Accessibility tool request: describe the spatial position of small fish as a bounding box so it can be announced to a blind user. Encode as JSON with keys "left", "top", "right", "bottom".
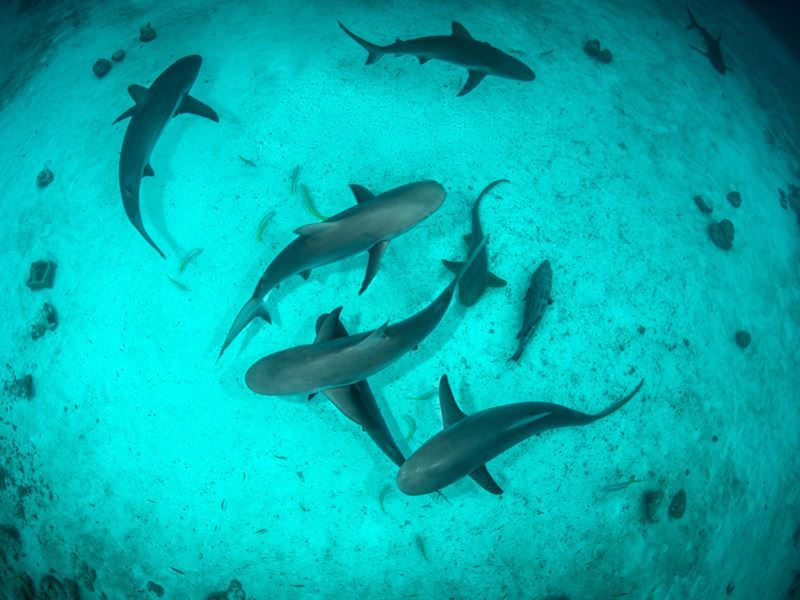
{"left": 290, "top": 584, "right": 305, "bottom": 588}
{"left": 414, "top": 535, "right": 429, "bottom": 562}
{"left": 272, "top": 453, "right": 288, "bottom": 460}
{"left": 169, "top": 566, "right": 185, "bottom": 575}
{"left": 297, "top": 471, "right": 305, "bottom": 482}
{"left": 178, "top": 248, "right": 203, "bottom": 272}
{"left": 300, "top": 183, "right": 328, "bottom": 221}
{"left": 599, "top": 478, "right": 645, "bottom": 493}
{"left": 290, "top": 164, "right": 303, "bottom": 193}
{"left": 220, "top": 498, "right": 226, "bottom": 510}
{"left": 378, "top": 484, "right": 392, "bottom": 513}
{"left": 407, "top": 389, "right": 437, "bottom": 401}
{"left": 257, "top": 210, "right": 276, "bottom": 242}
{"left": 402, "top": 415, "right": 417, "bottom": 440}
{"left": 539, "top": 49, "right": 555, "bottom": 57}
{"left": 239, "top": 155, "right": 257, "bottom": 167}
{"left": 166, "top": 275, "right": 189, "bottom": 292}
{"left": 254, "top": 528, "right": 267, "bottom": 534}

========================================

- _EXERCISE AIM_: Write out the listing above again, exactly, but with no pictures in the copy.

- _ANSWER TO THIS TASK_:
Accessibility tool request: describe the spatial position of small fish as a bounding box so it can be announced to a blind user. Encode as JSON with keys "left", "top", "right", "bottom".
{"left": 290, "top": 584, "right": 305, "bottom": 588}
{"left": 414, "top": 535, "right": 429, "bottom": 562}
{"left": 272, "top": 453, "right": 288, "bottom": 460}
{"left": 169, "top": 566, "right": 185, "bottom": 575}
{"left": 297, "top": 471, "right": 305, "bottom": 482}
{"left": 178, "top": 248, "right": 203, "bottom": 272}
{"left": 300, "top": 183, "right": 328, "bottom": 221}
{"left": 599, "top": 478, "right": 645, "bottom": 493}
{"left": 290, "top": 164, "right": 303, "bottom": 193}
{"left": 220, "top": 498, "right": 226, "bottom": 510}
{"left": 378, "top": 484, "right": 392, "bottom": 513}
{"left": 407, "top": 389, "right": 437, "bottom": 401}
{"left": 257, "top": 210, "right": 276, "bottom": 242}
{"left": 402, "top": 415, "right": 417, "bottom": 440}
{"left": 539, "top": 49, "right": 555, "bottom": 57}
{"left": 239, "top": 155, "right": 257, "bottom": 167}
{"left": 166, "top": 275, "right": 189, "bottom": 292}
{"left": 254, "top": 528, "right": 267, "bottom": 534}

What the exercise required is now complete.